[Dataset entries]
━━━━━━━━━━━━━━━━

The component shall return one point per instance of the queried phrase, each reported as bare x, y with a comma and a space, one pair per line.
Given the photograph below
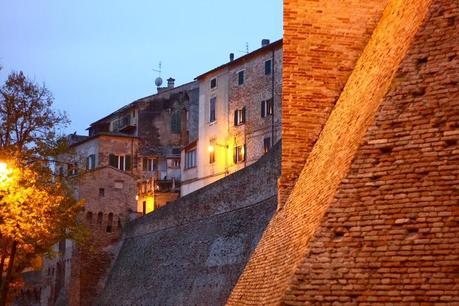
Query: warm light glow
3, 169
5, 174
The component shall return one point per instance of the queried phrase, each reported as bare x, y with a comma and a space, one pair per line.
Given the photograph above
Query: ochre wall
284, 244
322, 42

━━━━━━━━━━━━━━━━

◆ Problem details
The data must be printed exactly, image-free.

◆ Completed task
The component shall return one point per instance of the queried phrase, each reported as bare x, y with a comma and a space, one pair per line.
Given the photograph below
Query: warm light glow
3, 169
5, 174
The component shall return one point per instance of the queried phrase, each reported as bare x, y with a comma and a space, one pair per line.
Given the photograph above
Query: ochre wall
284, 244
322, 42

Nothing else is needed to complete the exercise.